DIRECTIONS
A word-for-word repetition of all the entries is required.

┌──

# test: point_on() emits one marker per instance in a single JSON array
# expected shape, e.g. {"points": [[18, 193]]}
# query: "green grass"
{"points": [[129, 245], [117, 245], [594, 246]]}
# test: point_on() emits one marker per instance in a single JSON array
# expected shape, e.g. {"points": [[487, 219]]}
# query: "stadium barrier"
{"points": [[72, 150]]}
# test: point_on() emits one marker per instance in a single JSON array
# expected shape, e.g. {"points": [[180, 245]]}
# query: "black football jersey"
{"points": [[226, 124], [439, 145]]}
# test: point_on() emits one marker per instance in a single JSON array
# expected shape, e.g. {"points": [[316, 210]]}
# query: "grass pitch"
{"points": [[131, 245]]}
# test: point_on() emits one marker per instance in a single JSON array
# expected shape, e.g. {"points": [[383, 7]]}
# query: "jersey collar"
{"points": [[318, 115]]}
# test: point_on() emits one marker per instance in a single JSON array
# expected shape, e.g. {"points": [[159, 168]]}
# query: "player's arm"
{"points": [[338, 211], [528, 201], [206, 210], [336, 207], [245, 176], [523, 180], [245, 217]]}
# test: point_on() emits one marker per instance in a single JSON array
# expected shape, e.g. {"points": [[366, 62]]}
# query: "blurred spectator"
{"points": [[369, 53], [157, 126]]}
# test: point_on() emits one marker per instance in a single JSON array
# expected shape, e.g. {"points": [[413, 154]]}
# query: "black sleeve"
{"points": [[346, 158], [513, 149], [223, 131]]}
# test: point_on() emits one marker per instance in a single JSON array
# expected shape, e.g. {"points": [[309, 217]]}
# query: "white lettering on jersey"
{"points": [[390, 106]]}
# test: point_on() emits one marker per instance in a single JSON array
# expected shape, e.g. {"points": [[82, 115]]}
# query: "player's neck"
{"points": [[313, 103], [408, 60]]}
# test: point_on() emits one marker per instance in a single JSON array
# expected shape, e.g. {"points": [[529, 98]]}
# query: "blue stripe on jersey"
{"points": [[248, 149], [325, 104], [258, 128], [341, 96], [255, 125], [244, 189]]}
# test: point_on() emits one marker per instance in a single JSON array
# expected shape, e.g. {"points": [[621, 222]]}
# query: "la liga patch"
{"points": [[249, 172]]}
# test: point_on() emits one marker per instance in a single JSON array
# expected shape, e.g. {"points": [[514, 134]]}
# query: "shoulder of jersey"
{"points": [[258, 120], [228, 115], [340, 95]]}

└──

COMPLETED EXERCISE
# test: point_on() emits one marker per instance in a single JSON array
# expected shape, e.g. {"points": [[18, 193]]}
# query: "green grass"
{"points": [[129, 245], [117, 245], [594, 246]]}
# test: point_on() emits one marker per instance in a single JSON array
# expected shape, e.g. {"points": [[487, 219]]}
# query: "stadium barrier"
{"points": [[72, 150]]}
# test: point_on() emits one marker per instance in a single JSON array
# expected shape, e.g. {"points": [[180, 245]]}
# query: "black football jersey"
{"points": [[226, 124], [439, 145]]}
# test: point_on() emits one marker per instance in a single JSON array
# expected shape, e.g. {"points": [[316, 210]]}
# query: "grass pitch"
{"points": [[131, 245]]}
# test: point_on() emits one marker per instance in a single JSON array
# expected shape, e.g. {"points": [[383, 7]]}
# query: "jersey collar"
{"points": [[318, 115]]}
# test: point_on() emits one marker per instance in a single JSON array
# expected shape, e.g. {"points": [[159, 168]]}
# query: "player's arm"
{"points": [[338, 211], [528, 201], [206, 210], [336, 207], [245, 176], [523, 180], [245, 217]]}
# test: point_on() emits one marker per instance in a single JSON array
# expected shape, e.g. {"points": [[366, 62]]}
# query: "blurred spectator"
{"points": [[369, 53], [157, 126]]}
# test: point_on() emits one marker per instance in a single JSON array
# expected shape, e.g. {"points": [[413, 154]]}
# query: "black sleeve"
{"points": [[346, 158], [513, 149], [223, 131]]}
# test: point_on() emits one marker per instance in a single JSON array
# expected shape, e.g. {"points": [[309, 217]]}
# query: "white lettering on jersey"
{"points": [[390, 106]]}
# test: point_on() emits one marker per instance in a single JSON array
# expected shape, e.g. {"points": [[82, 115]]}
# query: "player's neck"
{"points": [[313, 103], [408, 60]]}
# test: point_on() emits one marker per instance in a single JSON array
# expected shape, e.g. {"points": [[529, 98]]}
# query: "blue stripe on jersey"
{"points": [[248, 149], [325, 104], [258, 128], [341, 96], [255, 125], [244, 189]]}
# test: point_on() emits one marker per instance in a single JSON array
# expected shape, e.g. {"points": [[621, 222]]}
# query: "la liga patch"
{"points": [[249, 172]]}
# test: point_on() emits one marker per instance in a single JSON array
# expected shape, e.g. {"points": [[514, 134]]}
# query: "shoulder of jersey"
{"points": [[258, 120], [228, 115], [340, 95]]}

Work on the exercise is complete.